▶ **Your goal**
What is needed is an exact copy of all the records.

>>>

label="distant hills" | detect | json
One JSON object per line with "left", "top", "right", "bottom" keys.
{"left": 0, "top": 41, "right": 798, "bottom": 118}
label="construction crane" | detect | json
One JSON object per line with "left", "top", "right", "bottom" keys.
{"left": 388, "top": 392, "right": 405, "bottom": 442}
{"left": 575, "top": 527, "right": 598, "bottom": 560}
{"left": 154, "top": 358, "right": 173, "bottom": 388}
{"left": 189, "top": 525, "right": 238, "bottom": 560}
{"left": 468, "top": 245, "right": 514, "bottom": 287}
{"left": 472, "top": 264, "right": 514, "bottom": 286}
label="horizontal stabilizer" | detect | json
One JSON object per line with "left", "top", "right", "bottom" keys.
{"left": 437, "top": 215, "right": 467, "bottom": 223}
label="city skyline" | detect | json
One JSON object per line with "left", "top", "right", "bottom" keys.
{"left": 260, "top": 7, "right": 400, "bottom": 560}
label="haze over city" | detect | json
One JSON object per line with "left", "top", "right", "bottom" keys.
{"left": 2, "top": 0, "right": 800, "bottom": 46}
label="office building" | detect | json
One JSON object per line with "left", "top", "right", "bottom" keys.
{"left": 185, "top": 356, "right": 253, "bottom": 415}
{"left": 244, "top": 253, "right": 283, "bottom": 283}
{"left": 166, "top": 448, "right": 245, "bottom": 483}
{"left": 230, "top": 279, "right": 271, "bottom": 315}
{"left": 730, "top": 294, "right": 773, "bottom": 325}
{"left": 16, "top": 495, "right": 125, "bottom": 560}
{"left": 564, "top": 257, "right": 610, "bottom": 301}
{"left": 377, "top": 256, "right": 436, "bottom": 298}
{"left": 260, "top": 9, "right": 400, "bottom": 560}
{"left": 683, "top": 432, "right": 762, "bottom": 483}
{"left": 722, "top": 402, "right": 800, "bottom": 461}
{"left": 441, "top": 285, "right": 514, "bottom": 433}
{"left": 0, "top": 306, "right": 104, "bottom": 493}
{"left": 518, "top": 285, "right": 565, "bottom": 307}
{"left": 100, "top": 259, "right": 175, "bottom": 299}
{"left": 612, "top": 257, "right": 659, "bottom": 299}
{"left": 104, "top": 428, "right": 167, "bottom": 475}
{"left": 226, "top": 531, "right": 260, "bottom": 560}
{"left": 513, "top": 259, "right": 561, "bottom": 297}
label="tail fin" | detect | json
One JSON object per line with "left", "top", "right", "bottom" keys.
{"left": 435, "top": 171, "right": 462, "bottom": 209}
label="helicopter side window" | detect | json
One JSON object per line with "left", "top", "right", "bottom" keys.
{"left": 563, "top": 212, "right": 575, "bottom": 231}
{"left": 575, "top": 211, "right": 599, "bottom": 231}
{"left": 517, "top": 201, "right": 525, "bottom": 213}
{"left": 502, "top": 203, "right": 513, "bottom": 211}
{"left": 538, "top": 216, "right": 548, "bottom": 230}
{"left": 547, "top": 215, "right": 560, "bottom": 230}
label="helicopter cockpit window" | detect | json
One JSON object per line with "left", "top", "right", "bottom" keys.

<<<

▶ **Solved exercise**
label="distant hills" | detect | json
One JSON object per line with "left", "top", "right", "bottom" keys.
{"left": 0, "top": 41, "right": 798, "bottom": 118}
label="construction crane" | detect | json
One JSON object per line with "left", "top", "right", "bottom" keys.
{"left": 388, "top": 392, "right": 405, "bottom": 442}
{"left": 575, "top": 527, "right": 598, "bottom": 560}
{"left": 154, "top": 358, "right": 173, "bottom": 388}
{"left": 189, "top": 525, "right": 238, "bottom": 560}
{"left": 468, "top": 245, "right": 514, "bottom": 287}
{"left": 472, "top": 264, "right": 514, "bottom": 286}
label="horizontal stabilizer" | detect | json
One JSON object per line with "left", "top", "right", "bottom" keys.
{"left": 437, "top": 215, "right": 467, "bottom": 223}
label="city skyline" | detect | json
One JSON object per line with "left", "top", "right", "bottom" keys.
{"left": 260, "top": 7, "right": 400, "bottom": 560}
label="haze over city" | detect | json
One JSON object per line with "left", "top", "right", "bottom" keys.
{"left": 2, "top": 0, "right": 800, "bottom": 46}
label="office building" | detect | json
One JSON object per line with "left", "top", "right", "bottom" keys.
{"left": 185, "top": 356, "right": 253, "bottom": 415}
{"left": 244, "top": 253, "right": 283, "bottom": 283}
{"left": 166, "top": 448, "right": 245, "bottom": 483}
{"left": 230, "top": 279, "right": 271, "bottom": 315}
{"left": 730, "top": 294, "right": 773, "bottom": 325}
{"left": 16, "top": 495, "right": 125, "bottom": 560}
{"left": 564, "top": 257, "right": 610, "bottom": 301}
{"left": 377, "top": 256, "right": 436, "bottom": 298}
{"left": 260, "top": 9, "right": 400, "bottom": 560}
{"left": 683, "top": 432, "right": 762, "bottom": 483}
{"left": 722, "top": 402, "right": 800, "bottom": 461}
{"left": 441, "top": 285, "right": 514, "bottom": 433}
{"left": 0, "top": 306, "right": 104, "bottom": 493}
{"left": 518, "top": 285, "right": 565, "bottom": 307}
{"left": 100, "top": 259, "right": 175, "bottom": 299}
{"left": 612, "top": 257, "right": 659, "bottom": 299}
{"left": 104, "top": 428, "right": 167, "bottom": 475}
{"left": 226, "top": 531, "right": 260, "bottom": 560}
{"left": 513, "top": 259, "right": 561, "bottom": 297}
label="tail fin" | detect | json
One JSON object per line with "left", "top", "right", "bottom" keys.
{"left": 435, "top": 171, "right": 462, "bottom": 209}
label="helicopter side window" | detect | json
One JSON object per line with "left", "top", "right", "bottom" keys.
{"left": 563, "top": 212, "right": 575, "bottom": 231}
{"left": 575, "top": 211, "right": 599, "bottom": 231}
{"left": 517, "top": 201, "right": 525, "bottom": 213}
{"left": 502, "top": 203, "right": 513, "bottom": 211}
{"left": 538, "top": 216, "right": 548, "bottom": 230}
{"left": 547, "top": 215, "right": 560, "bottom": 230}
label="helicopter cockpit window" | detect | json
One JSON object per line with "left", "top", "right", "bottom" keys.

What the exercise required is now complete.